-- begin PASSAGE --
VANCE: Yeah, you know, I was just talking with Salena Zito outside an hour or two ago, and I think that, you know, she much better than me has been a real voice for people who have been ignored by Washington D.C. and elite policymakers. And, you know, she was telling me that she had spoken to a large number of farmers for a story that she's doing, and they're not taking the immediate short-term - you know, some certainly are, but most are taking a much longer-term view of this particular policy. They say, yeah, you know, we're getting hit a little bit hard by what's happening right now, but, you know, we recognize this is a four- or five-year game plan, and we care more about our country than we do about short-term profits. And so if we have to take a little bit of pain, hopefully, with some help from the broader national community in an effort to actually push back against - to be part of pushing back against this Chinese mercantilism, then fine. And of course, they don't put it like that. I think most people don't know what mercantilism means, and I think I learned the word at this conference. But they recognize that China is an enemy, and they recognize that we've all got to do something hard to fight back against it.

And I think that sense of sacrifice on behalf of a broader national purpose is both so admirable and so missing from some conversations that we have in our nation's capital. It was not a rational economic decision for 15 million American families to send their sons and daughters to go and fight the Nazis in World War II, but they did it because it was the right thing to do and they thought that the national interest necessitated it. I think that we should have a similar view on what's necessary to push back against the Chinese - not that we need to send 15 million Americans to go and fight them, but that we need to have some shared sacrifices in an effort to actually beat these guys because we have to beat them.
-- end PASSAGE --
-- begin RECORDED DATA --
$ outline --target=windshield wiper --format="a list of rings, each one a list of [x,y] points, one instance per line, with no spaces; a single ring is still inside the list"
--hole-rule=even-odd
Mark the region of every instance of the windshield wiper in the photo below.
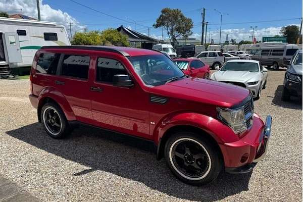
[[[184,75],[182,75],[181,76],[175,76],[175,77],[173,77],[171,79],[169,79],[167,81],[166,81],[166,82],[165,82],[165,84],[167,84],[168,83],[170,83],[172,81],[175,81],[175,80],[178,80],[178,79],[179,79],[180,78],[183,78],[184,76],[186,76],[186,75],[184,74]]]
-- end RECORDED DATA --
■ **BRIEF 1**
Name every specific person, city, and country that the transcript mentions by proper name.
■ **BRIEF 2**
Echo the portion of the transcript between "And I think that sense" and "to beat them.", inclusive.
■ **BRIEF 3**
Answer these questions from the transcript:
(a) Whom had Salena Zito spoken to for a story she was doing?
(b) How long a game plan do the people she spoke with recognize the policy to be?
(c) How many American families sent their sons and daughters to fight the Nazis in World War II?

■ **EXPECTED ANSWER 1**
Salena Zito
Washington D.C.
China

■ **EXPECTED ANSWER 2**
And I think that sense of sacrifice on behalf of a broader national purpose is both so admirable and so missing from some conversations that we have in our nation's capital. It was not a rational economic decision for 15 million American families to send their sons and daughters to go and fight the Nazis in World War II, but they did it because it was the right thing to do and they thought that the national interest necessitated it. I think that we should have a similar view on what's necessary to push back against the Chinese - not that we need to send 15 million Americans to go and fight them, but that we need to have some shared sacrifices in an effort to actually beat these guys because we have to beat them.

■ **EXPECTED ANSWER 3**
(a) A large number of farmers
(b) A four- or five-year game plan
(c) 15 million